## Work instructions
Output the data exactly, with every line intact.

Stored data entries

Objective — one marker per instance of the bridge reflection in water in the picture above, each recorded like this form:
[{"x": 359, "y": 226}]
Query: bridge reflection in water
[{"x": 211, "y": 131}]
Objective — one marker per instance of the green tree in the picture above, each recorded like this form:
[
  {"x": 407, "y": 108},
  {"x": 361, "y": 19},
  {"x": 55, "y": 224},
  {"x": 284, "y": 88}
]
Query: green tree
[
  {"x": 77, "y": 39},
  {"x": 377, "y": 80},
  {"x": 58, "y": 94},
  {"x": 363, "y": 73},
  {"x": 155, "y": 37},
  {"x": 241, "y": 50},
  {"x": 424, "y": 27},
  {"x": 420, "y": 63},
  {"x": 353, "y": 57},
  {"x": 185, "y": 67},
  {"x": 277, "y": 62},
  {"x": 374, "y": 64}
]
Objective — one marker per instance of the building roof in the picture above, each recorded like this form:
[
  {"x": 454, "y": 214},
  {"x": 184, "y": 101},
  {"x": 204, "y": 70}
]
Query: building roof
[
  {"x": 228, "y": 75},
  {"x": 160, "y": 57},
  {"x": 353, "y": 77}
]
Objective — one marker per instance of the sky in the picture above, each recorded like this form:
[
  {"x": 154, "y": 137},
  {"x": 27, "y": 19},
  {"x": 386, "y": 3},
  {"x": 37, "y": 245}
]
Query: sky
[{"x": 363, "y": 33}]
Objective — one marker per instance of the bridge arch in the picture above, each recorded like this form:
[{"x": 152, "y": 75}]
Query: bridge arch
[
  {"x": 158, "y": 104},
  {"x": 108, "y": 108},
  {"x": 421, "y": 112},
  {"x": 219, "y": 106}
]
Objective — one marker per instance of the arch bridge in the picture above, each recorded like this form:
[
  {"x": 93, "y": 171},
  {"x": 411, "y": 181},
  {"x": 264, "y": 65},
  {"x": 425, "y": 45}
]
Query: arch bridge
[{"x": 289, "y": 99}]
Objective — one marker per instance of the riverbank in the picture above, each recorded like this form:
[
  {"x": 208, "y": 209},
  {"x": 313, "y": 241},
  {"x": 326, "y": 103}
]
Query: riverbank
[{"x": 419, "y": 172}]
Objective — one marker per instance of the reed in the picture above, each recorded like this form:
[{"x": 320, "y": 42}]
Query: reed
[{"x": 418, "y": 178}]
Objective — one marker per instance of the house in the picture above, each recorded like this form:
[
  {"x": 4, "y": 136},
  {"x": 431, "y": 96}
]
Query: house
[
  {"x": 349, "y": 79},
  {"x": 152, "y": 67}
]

## Result below
Objective — one marker per instance of the bridge reflection in water in the picture above, each recorded like this form:
[{"x": 359, "y": 226}]
Query: bridge reflection in water
[{"x": 211, "y": 131}]
Objective — one marker per instance of the green tree in the picture above, each recorded like this form:
[
  {"x": 407, "y": 108},
  {"x": 361, "y": 19},
  {"x": 55, "y": 224},
  {"x": 284, "y": 88}
]
Query: green tree
[
  {"x": 77, "y": 39},
  {"x": 377, "y": 80},
  {"x": 58, "y": 94},
  {"x": 363, "y": 73},
  {"x": 155, "y": 37},
  {"x": 241, "y": 50},
  {"x": 424, "y": 27},
  {"x": 420, "y": 63},
  {"x": 353, "y": 57},
  {"x": 185, "y": 67},
  {"x": 277, "y": 62},
  {"x": 374, "y": 64}
]
Objective — one marker per instance of the building roof in the picture above, each recorded like this form:
[
  {"x": 454, "y": 214},
  {"x": 184, "y": 101},
  {"x": 204, "y": 70}
]
Query: building roof
[
  {"x": 228, "y": 75},
  {"x": 160, "y": 57},
  {"x": 353, "y": 77}
]
Objective — one marker per instance of the sky in the picture above, each recorded like this form:
[
  {"x": 154, "y": 137},
  {"x": 27, "y": 19},
  {"x": 386, "y": 3},
  {"x": 37, "y": 245}
]
Query: sky
[{"x": 363, "y": 33}]
Objective — one marker per instance of the bridge arch in the picture above, each recorded like this form:
[{"x": 152, "y": 75}]
Query: bridge arch
[
  {"x": 158, "y": 104},
  {"x": 108, "y": 108},
  {"x": 421, "y": 112},
  {"x": 219, "y": 106}
]
Objective — one marker per instance of the arch bridge in the picture above, each recorded like this form:
[
  {"x": 93, "y": 171},
  {"x": 411, "y": 181},
  {"x": 264, "y": 65},
  {"x": 425, "y": 45}
]
Query: arch bridge
[{"x": 289, "y": 99}]
Objective — one marker per instance of the riverbank in the picture above, each recorded like this form:
[
  {"x": 208, "y": 209},
  {"x": 313, "y": 241},
  {"x": 326, "y": 103}
]
Query: riverbank
[{"x": 419, "y": 172}]
Objective — one marker per instance of the reed in the picture above, each recorded like this form:
[{"x": 320, "y": 42}]
Query: reed
[{"x": 418, "y": 178}]
Objective — one marker per instance of the house in the picture above, each recorded like this form:
[
  {"x": 4, "y": 136},
  {"x": 431, "y": 96}
]
Query: house
[
  {"x": 349, "y": 79},
  {"x": 152, "y": 67}
]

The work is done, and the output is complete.